__Data for this exercise__:
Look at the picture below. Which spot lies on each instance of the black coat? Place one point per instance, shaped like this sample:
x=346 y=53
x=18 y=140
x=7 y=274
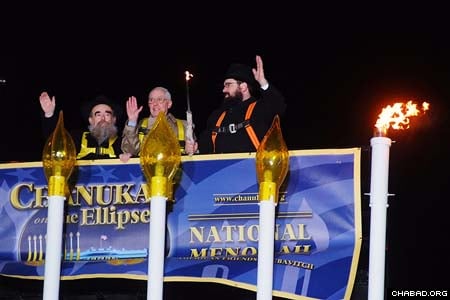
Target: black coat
x=269 y=103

__Exercise objective__:
Extract the full listing exactly, with the pictures left out.

__Response area__:
Look at the picture below. Which spot lies on each instance of the black coat? Place one point per instance, shaped like this sample:
x=346 y=53
x=18 y=140
x=7 y=274
Target: black coat
x=269 y=103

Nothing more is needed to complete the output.